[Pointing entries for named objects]
>>>

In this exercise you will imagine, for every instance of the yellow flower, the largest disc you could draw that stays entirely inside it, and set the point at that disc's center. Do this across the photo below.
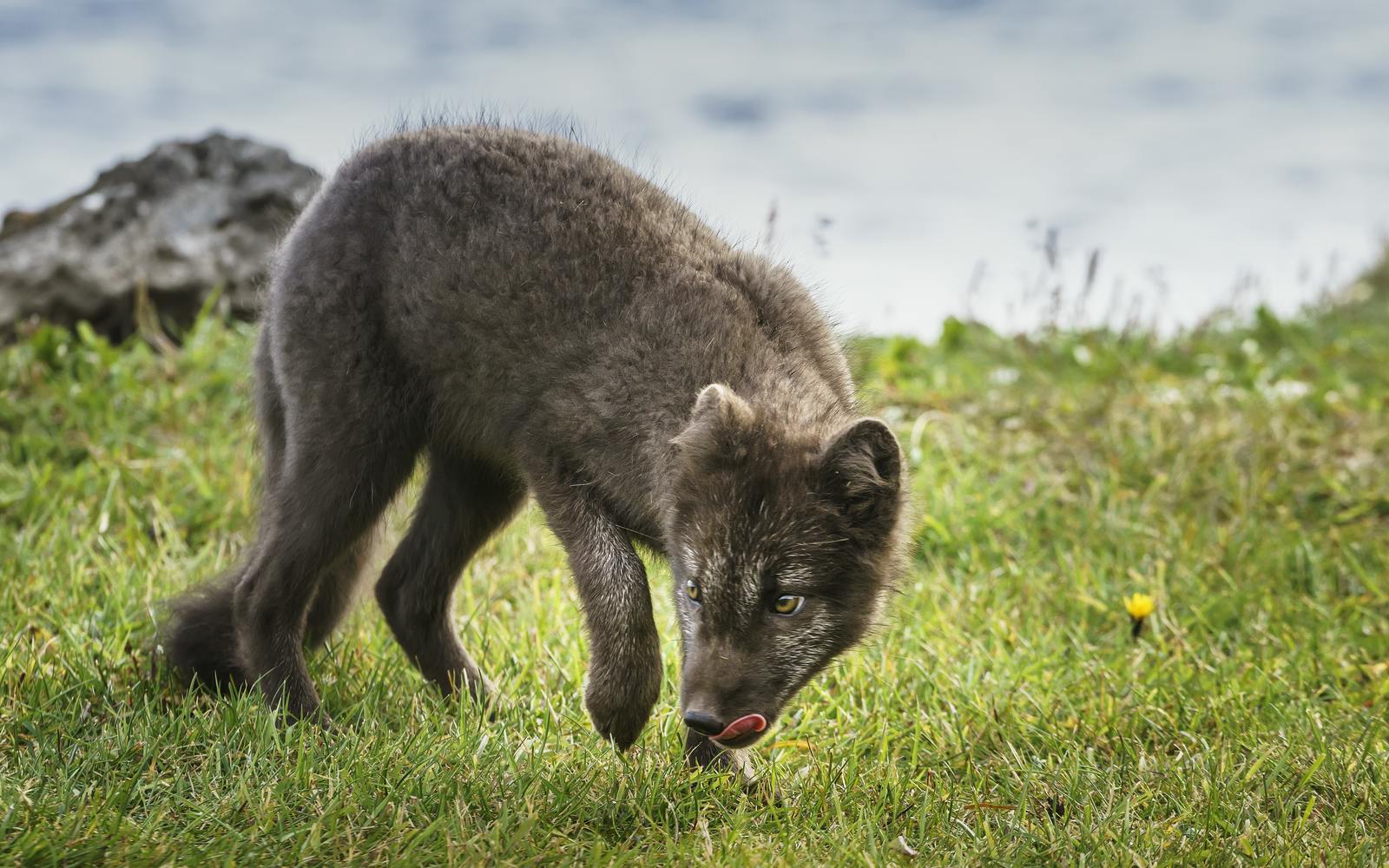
(1139, 606)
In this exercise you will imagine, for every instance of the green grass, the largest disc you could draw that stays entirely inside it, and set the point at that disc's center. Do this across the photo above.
(1004, 713)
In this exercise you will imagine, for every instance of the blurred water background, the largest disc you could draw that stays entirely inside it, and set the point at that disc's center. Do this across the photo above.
(923, 159)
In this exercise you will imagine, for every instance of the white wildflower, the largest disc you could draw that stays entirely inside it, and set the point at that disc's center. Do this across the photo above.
(1004, 377)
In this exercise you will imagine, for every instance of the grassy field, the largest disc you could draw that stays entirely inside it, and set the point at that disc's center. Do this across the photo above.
(1006, 713)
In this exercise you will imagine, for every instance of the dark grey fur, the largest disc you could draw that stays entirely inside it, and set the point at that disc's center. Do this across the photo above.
(538, 319)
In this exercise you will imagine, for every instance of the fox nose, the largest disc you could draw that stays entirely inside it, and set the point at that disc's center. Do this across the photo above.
(703, 722)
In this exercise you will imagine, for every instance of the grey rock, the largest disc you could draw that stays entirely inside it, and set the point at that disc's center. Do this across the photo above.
(181, 221)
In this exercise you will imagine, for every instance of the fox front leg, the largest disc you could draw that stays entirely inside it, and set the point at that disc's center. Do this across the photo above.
(624, 649)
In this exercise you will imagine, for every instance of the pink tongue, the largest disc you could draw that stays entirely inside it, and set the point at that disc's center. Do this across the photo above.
(749, 722)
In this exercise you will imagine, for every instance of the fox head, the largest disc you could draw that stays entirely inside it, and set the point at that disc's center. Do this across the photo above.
(782, 548)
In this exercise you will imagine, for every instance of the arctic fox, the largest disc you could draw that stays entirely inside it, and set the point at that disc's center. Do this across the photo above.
(539, 319)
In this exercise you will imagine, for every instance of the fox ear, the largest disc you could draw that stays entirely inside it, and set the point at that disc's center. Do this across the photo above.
(861, 472)
(717, 414)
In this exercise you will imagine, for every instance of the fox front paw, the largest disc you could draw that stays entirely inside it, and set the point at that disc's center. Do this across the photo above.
(620, 700)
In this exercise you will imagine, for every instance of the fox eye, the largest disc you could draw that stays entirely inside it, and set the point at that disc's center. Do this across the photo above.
(788, 604)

<<<

Description of the task » Reproduce all of the data above verbatim, line for line, and omit the pictures from your copy.

Written reply »
In this exercise you will imagine, for every instance of the yellow flower, the largest disc you could draw that stays entirely inside it, and set the point at that disc's center. Do this across the photo below.
(1139, 606)
In this exercise you will imagine, for every instance of the green grass, the largest disc you could draw that stays entirely inside it, and set the point at that disc's center. Do this across the photo above.
(1004, 713)
In this exercise you will imagine, for every instance of the blurred water background, the largest disc you could draw that stays entirely inside it, and set the point at that disc's center. Do this across the photo above.
(923, 159)
In this exercise you will imagine, for every instance of the white wildflower, the largest disc you could draw that stays entirely inside it, and set the point at that disc's center. Do this across the photo above.
(1004, 377)
In this exercise you will imagine, for every instance of the grassy field, the largest disc you could draw that stays entirely inside it, and set the point at that disc's center. Do this across the photo above.
(1006, 713)
In this exercise you will imagine, for every instance of the dark grey fur, the largest disc you could draw that stays entirely inside it, and set the point at that disc's center. Do this across the photo above.
(538, 319)
In this exercise you will imagine, for every instance of the fox nose, the largest disc you could draw that stays entirely inside it, and set the point at that disc's center. Do this across the photo above.
(703, 722)
In this exercise you will imagine, for every instance of the grey rock, the largest disc you could draw that stays entirely inside it, and set the point at that disc's center. Do this across the photo above.
(181, 221)
In this exercise you will imagine, for every instance of the fox front leg, the largest disc you could draw that stays entirely inside it, and set the point at that disc's center. Do this across the photo above.
(624, 649)
In this exercise you will imagine, for every instance of the pink tongue, the largest disc you could draw that stays entirely inside it, and set the point at that disc's center. Do this across the photo above.
(749, 722)
In this exercise you will imagine, for every instance of the fox head, the largest disc you could draw that stays entirely inside it, and set the point at that disc's center. Do this across the photo above.
(782, 548)
In this exercise you will imagine, for every instance of the arctic fox, the largest disc you could draw that stays entirely inside it, and set the point at that disc's center. Do this across the photo above.
(539, 319)
In this exercise you will imagine, for every instance of the fox ear, the largest disc you could draw that stays entirely inside it, and set the point at that disc's center. Do this across the photo above.
(861, 472)
(717, 414)
In this exercise you will imagine, for every instance of the fox front paw, the largest disc you could draw that stays entirely inside it, and set the point at that disc's center. Do this across the photo above.
(620, 700)
In this exercise you will imagine, for every instance of the fox eye, the largest disc you could draw that stays entirely inside it, and set the point at that disc's center. Do this across the photo above.
(788, 604)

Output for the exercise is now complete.